YOUR TASK » Copy the listing below in full, exactly as given.

*** Block opens ***

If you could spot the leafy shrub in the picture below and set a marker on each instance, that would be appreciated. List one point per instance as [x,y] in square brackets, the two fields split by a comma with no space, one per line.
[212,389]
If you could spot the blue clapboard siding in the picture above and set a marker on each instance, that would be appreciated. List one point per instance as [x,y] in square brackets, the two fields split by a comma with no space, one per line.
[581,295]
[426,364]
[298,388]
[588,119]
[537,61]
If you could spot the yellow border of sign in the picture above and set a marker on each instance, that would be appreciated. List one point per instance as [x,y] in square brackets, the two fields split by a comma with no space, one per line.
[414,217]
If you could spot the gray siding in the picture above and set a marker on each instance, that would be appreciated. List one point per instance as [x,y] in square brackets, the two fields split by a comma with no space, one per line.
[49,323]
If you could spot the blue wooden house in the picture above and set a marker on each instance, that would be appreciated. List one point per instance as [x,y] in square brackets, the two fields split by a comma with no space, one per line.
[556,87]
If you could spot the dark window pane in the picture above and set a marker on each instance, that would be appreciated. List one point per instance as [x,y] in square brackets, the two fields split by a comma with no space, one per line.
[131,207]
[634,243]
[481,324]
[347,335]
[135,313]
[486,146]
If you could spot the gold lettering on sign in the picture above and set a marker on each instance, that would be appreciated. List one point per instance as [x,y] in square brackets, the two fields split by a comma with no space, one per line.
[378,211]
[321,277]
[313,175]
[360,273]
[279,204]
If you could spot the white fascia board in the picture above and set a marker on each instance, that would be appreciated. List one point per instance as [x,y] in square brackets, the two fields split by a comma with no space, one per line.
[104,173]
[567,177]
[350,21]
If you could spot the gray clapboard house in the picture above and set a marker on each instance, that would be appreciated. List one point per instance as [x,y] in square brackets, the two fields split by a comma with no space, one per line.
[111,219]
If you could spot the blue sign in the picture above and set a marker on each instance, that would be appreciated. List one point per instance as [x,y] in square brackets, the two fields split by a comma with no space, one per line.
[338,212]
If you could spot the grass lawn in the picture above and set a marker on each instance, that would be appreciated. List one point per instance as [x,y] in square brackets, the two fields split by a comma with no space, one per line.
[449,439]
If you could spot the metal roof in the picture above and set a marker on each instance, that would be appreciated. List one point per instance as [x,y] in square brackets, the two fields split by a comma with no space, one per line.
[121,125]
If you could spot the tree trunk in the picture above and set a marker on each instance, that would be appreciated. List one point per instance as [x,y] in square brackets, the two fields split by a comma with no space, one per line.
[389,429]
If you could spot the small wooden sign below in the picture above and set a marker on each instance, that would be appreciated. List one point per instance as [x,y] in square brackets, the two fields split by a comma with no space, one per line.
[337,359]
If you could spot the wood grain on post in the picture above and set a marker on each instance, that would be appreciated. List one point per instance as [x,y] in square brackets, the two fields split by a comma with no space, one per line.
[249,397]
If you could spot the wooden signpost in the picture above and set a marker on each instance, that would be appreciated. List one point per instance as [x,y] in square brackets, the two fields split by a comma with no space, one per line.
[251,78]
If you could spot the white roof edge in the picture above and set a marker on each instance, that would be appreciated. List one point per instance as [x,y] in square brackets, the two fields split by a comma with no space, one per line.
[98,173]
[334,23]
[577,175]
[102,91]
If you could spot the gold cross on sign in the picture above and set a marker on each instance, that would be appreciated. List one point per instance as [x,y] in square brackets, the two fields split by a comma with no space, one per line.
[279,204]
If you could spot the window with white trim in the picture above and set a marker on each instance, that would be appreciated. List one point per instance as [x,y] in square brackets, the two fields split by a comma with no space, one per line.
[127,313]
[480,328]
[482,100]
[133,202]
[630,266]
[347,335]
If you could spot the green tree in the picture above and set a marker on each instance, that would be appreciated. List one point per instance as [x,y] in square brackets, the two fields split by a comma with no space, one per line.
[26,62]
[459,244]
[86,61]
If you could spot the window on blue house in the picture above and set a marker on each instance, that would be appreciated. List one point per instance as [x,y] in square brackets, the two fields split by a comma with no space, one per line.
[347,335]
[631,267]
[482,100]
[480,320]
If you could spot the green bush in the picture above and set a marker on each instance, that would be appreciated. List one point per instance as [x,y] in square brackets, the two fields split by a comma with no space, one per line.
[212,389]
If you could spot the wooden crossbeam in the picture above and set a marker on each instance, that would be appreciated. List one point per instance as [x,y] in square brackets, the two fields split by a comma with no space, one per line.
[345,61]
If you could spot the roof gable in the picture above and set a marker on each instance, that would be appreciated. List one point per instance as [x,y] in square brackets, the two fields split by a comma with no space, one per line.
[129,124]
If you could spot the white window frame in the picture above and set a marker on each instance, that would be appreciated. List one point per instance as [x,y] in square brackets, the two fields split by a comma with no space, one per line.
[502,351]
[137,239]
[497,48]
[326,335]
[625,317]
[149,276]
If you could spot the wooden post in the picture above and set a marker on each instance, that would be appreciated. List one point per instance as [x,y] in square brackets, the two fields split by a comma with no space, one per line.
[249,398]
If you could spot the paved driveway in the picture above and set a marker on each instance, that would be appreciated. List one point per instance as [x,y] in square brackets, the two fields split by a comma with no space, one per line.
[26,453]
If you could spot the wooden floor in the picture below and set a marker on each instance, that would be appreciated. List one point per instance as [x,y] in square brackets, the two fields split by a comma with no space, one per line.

*** Block closes ***

REPLY TO THE TASK »
If you could spot the leafy shrub in the picture below and set a marker on each instance, that would be appreciated. List one point per instance as [x,y] in square brackets, the two fields split by a comma with no space, one per line.
[212,389]
If you could spot the blue clapboard siding in the picture above and set a marker on each instance, that would be appreciated. List one point per instance as [x,y] in square brackets, the two fields split by a comma with no space, one per line.
[581,295]
[426,364]
[298,388]
[588,119]
[537,61]
If you could spot the yellow border of sign in the picture above and set a marker on each instance, that would be appreciated. List one point per instance as [x,y] in square brackets, the two fields split by a comma with no space, one per line.
[414,217]
If you could spot the gray siding in the picture above and set a marker on each instance, that would be appreciated. List one point per instance as [x,y] in square brackets, the two fields split by a comma with no space, one per line.
[49,323]
If you could spot the blue wooden house in the picture above and set a marker on each instance, that would be appreciated. List one point per instance as [x,y] in square brackets, the two fields split by a comma with no space, one per line.
[556,87]
If you could spot the dark window pane in the picture above and set a marker on each instance, that would be appreciated. List one point per instance as [x,y] in square brackets, the two fields split by a comma with no space, one per line.
[131,207]
[634,243]
[481,324]
[347,335]
[135,313]
[486,146]
If you could spot the gold lettering on sign in the picture above and set a marker on each instance, that would be appreciated. List one point per instance as [x,y] in square brackets, the two fields split by a comma with no space, one per line.
[378,211]
[321,277]
[313,175]
[360,273]
[279,204]
If you could spot the white fascia board in the picture above and set a marker on each instance, that would be appreciated. List one point per instance as [x,y] in square brackets, the two fields split by a comma with no space, one per line.
[104,173]
[567,177]
[350,21]
If you could spot the gray clapboard house in the picture above and set a marker on each instance, that would be appreciated. List one point per instance as [x,y] in square brackets, the two fields split by a comma with no space, one per line.
[111,219]
If you could spot the blue sign in the picture above and set a marker on each instance, that would be appreciated. List one point per instance as [x,y] in square brackets, the two fields split by a comma with no space, one per line.
[338,212]
If you could spot the grass lawn in the picture above and set a marker on each instance, that would be appreciated. List one point per instance as [x,y] in square brackets, the two fields split by a comma with no space, one per line.
[449,439]
If you could spot the metal roof in the picture above and set a marker on each instance, that would be appreciated. List one point per instance as [x,y] in square brackets, the two fields split by a comma with no space, one per line.
[121,125]
If you could spot the tree trunk in the picture above and set a marker on each instance, that would be appreciated. List one point per instance as [x,y] in square brackets, the two fields split by a comma with no space, one per line.
[389,429]
If you could spot the small wooden sign below in the picture above and set a marker on each instance, that would be appreciated. List one point per instance as [x,y] in square brackets, the two fields split by a comma with no space, one per line.
[337,359]
If you could spot the wood grain on post in the picture above and set a marker on each instance, that would be appreciated. List one point per instance as [x,y] in square brackets, the two fields split by a comma with no space, one per line.
[249,397]
If you could spot the wooden signpost in the picture above and set a marker on each instance, that would be appreciated. List one point per instance as [x,y] in square brackets, the two fields split by a comma with no space, one per line.
[251,78]
If you could spot the white roof edge in the picture above and set a marker on each instance, that would be appreciated. List one point per instance as [x,y] in square brackets, the two fields split by a comma with no space, one per line.
[98,173]
[334,23]
[577,175]
[102,91]
If you could spot the gold cross on sign in the picture above and set a marker on each instance, that would be appreciated. List one point per instance as [x,y] in square brackets, the two fields split by a comma with no space, one per line.
[279,204]
If you could spot the window with white trim in the picture above and set a marker on each instance, that would be appreciated. List one point per instance as [x,y] in square brackets, the two fields split by a comma with no space, one per line.
[127,313]
[480,328]
[482,100]
[133,202]
[630,266]
[347,335]
If you could spot the green tree in the picture above and set a marker on each instance, that would be appreciated. List one point per instance as [x,y] in square brackets, the two fields split by a comma with no space, one per line.
[26,62]
[459,244]
[86,61]
If you could spot the window on blue house in the picture above and set a marker on each instance, that would be appreciated. List one point per instance as [x,y] in square brackets, the two fields split by a comma with no space, one per line.
[347,335]
[631,267]
[482,100]
[480,320]
If you could spot the green bush in the picture above and set a marker on each instance, that would be appreciated. List one point per instance as [x,y] in square brackets, the two fields split by a comma with no space, one per line.
[212,389]
If you could spot the wooden crossbeam in the picture above and set a marker on each instance, that would be appreciated. List one point per instance as [x,y] in square brackets, the two fields split by a comma with no space, one per line.
[345,61]
If you could spot the roof gable in the picture above and set a marker on each instance, that would be appreciated. List one point per instance as [x,y] in square brackets, the two fields split by a comma with no space, one per line.
[129,124]
If you could spot the white window frame in the picture above and set a marker on each instance, that would be appreciated. List one point per instance as [x,y] in square brackets, the two fields split by a comma with no space, one per line.
[502,351]
[137,239]
[497,48]
[326,335]
[625,317]
[149,276]
If you could spot the wooden post in the picture above and set a marker on each instance, that would be appreciated. List one point per instance as [x,y] in square brackets, the two fields split by a comma with no space, one per line.
[249,398]
If you could spot the paved driveway in the picture above and set a marker on each instance, that would be appreciated. List one point per instance as [x,y] in square brackets, the two fields split by a comma with no space, one per line.
[26,453]
If you could spot the wooden floor in the picture below and set a marker on each instance, that would be appreciated. List one point per instance as [x,y] in square brackets, the two fields split by a comma with no space, one per line.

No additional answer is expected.